──────── Supplied records
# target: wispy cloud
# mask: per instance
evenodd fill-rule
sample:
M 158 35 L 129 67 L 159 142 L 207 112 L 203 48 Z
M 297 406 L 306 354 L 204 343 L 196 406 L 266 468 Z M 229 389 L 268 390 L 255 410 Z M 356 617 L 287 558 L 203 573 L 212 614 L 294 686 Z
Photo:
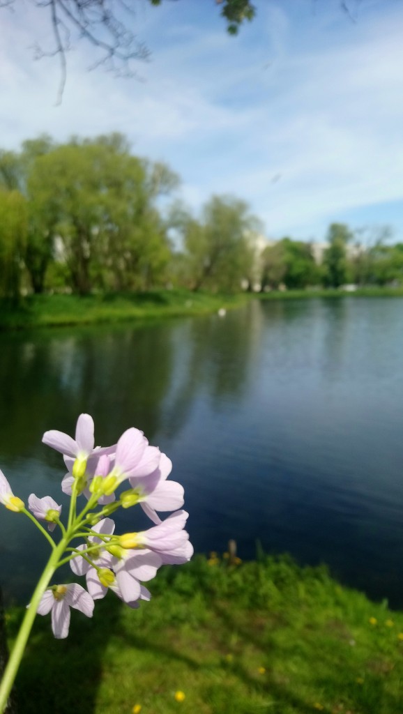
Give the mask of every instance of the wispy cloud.
M 121 131 L 136 152 L 179 171 L 195 210 L 232 192 L 271 234 L 318 238 L 352 211 L 366 222 L 369 206 L 384 221 L 384 204 L 403 200 L 403 16 L 394 3 L 369 3 L 354 24 L 337 5 L 316 14 L 308 2 L 298 14 L 294 3 L 262 6 L 236 39 L 209 9 L 201 21 L 191 0 L 144 9 L 139 34 L 154 59 L 139 66 L 143 81 L 86 72 L 80 46 L 59 108 L 57 64 L 27 50 L 34 16 L 3 16 L 1 144 L 44 131 L 61 140 Z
────────────────
**Task goal**
Reproduce every item above word for word, leaving out the pictures.

**Completed exercise**
# target: wispy cloud
# mask: per instance
evenodd fill-rule
sample:
M 158 35 L 129 67 L 159 142 L 207 112 L 203 48 Z
M 297 406 L 306 354 L 204 343 L 196 406 L 266 468 Z M 229 389 L 268 390 L 255 410 Z M 356 617 L 287 558 L 203 573 L 212 614 L 294 686 Z
Photo:
Give the mask of every instance of the wispy cloud.
M 121 131 L 136 152 L 179 171 L 195 210 L 232 192 L 271 234 L 318 238 L 352 211 L 366 222 L 369 206 L 384 221 L 384 204 L 403 200 L 403 16 L 394 3 L 369 3 L 354 24 L 337 5 L 316 14 L 308 2 L 298 14 L 294 3 L 262 6 L 236 39 L 209 9 L 201 21 L 191 0 L 144 9 L 139 34 L 154 59 L 139 66 L 143 81 L 86 72 L 80 46 L 59 108 L 57 64 L 27 50 L 34 16 L 3 16 L 1 144 L 44 131 L 61 140 Z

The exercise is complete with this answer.